### [Document section]
--------------------------------

The GOP in the Senate will fight the Dodd financial reform bill, will fight it on the basis of the credit card cops and on the basis of the the too-big-to-fail special category. The Dodd bill will grind to a halt. The House has already passed its fairy tale version of financial reform. Nancy Pelosi orders no more tough votes for the House before the midterms. The Dodd legacy bill is a debating forum, no more. JP Morgan Chase reports earnings in hours, looking to be positive and healthy. The four big banks are healing with lots of Fed help. The Democrats will attack the four big banks. The GOP will attack the big Dems for attacking the four big banks. POTUS will obfuscate. Heigh ho. Citi lives, and it will probably hire Dodd. WAMU is collateral damage; so is the housing market.


the most insightful comment on too big to fail remains ike's, to wit "make em smaller".
the meltdown didn't have a single cause.
yield investors (pension funds, insurance companies) and spread investors (banks and stupid lazy broker-dealers) were drawn to custom engineered exotic structured instruments for different reasons. Calpers had an assumed rate of return of 8% ... in a 3% 10 year bond market. that is a catastrophe and makes otherwise sober portfolio managers get crazy desperate.

--------------------------------

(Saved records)

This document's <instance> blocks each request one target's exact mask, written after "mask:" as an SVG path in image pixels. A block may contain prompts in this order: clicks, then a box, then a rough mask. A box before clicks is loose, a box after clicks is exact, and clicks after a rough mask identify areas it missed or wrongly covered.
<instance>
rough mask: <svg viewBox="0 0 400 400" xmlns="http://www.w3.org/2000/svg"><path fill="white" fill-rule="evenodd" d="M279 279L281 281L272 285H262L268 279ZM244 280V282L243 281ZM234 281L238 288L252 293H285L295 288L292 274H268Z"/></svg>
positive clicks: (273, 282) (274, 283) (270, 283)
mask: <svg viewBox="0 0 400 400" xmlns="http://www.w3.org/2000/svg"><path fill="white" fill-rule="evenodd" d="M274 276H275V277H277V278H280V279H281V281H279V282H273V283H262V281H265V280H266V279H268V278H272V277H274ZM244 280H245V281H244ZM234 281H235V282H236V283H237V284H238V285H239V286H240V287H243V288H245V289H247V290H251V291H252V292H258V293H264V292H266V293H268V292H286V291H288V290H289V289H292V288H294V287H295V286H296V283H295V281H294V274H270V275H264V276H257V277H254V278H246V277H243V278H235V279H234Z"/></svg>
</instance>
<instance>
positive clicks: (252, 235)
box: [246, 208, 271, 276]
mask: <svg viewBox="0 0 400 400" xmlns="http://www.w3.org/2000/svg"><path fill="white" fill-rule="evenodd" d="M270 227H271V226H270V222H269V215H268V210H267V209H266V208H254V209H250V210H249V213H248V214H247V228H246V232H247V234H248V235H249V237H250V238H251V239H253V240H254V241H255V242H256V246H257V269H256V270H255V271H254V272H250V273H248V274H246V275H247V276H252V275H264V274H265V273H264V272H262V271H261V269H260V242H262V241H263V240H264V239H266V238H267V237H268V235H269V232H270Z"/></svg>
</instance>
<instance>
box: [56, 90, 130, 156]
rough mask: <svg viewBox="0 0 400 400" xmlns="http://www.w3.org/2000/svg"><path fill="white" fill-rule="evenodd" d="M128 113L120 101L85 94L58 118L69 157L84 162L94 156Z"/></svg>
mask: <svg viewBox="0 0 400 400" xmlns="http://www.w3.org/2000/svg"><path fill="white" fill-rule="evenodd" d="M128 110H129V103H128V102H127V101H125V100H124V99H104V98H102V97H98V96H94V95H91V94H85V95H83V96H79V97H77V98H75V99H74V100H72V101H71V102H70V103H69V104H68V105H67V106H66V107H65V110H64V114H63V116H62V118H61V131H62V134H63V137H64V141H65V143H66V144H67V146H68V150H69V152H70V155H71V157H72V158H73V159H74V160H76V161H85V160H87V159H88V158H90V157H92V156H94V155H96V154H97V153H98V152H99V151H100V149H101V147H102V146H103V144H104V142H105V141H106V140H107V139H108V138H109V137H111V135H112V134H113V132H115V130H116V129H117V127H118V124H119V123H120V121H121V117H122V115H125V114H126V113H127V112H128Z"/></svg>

--------------------------------

### [Work to complete]
[1] Copy the records from their first line through the line that contains "positive clicks: (273, 282)", with both of those lines included.
[2] Continue the discussion of the Dodd financial reform bill and too-big-to-fail banks, starting after its last sentence.
The text and the records have no connection to each other.

### [Responses per task]
[1]
This document's <instance> blocks each request one target's exact mask, written after "mask:" as an SVG path in image pixels. A block may contain prompts in this order: clicks, then a box, then a rough mask. A box before clicks is loose, a box after clicks is exact, and clicks after a rough mask identify areas it missed or wrongly covered.
<instance>
rough mask: <svg viewBox="0 0 400 400" xmlns="http://www.w3.org/2000/svg"><path fill="white" fill-rule="evenodd" d="M279 279L281 281L272 285H262L268 279ZM244 280V282L243 281ZM234 281L238 288L252 293H285L295 288L292 274H268Z"/></svg>
positive clicks: (273, 282) (274, 283) (270, 283)

[2]
proprietary trading did not cause the banks problems- the losses were not trading losses but rather losses caused because some of the instruments in their portfolios had to be treated as 'held for sale' and marked to market. the mark to market rules went into effect in fall of 07 - coincidence? get serious!
mark to market caused the contagion to spread. it was the vector for the plague. and it was an illusion. there were so many cXo structures floating around that virtually none of them ever traded- so mark to market was a pious delusion - what really happened was mark to and extended cya inference chain assuming worst case (typical of accountants 'conservative' bias).
these products were so complicated that they required m&a scale due diligence to figure out what they were worth. when folks got nervous traders backed away and the offered items became falling knives no one was willing to catch.
mark downs lead to the need to shrink balance sheets which lead to selling the 'good stuff' in a firesale which spread the contagion further. the vicious cycle snowballed.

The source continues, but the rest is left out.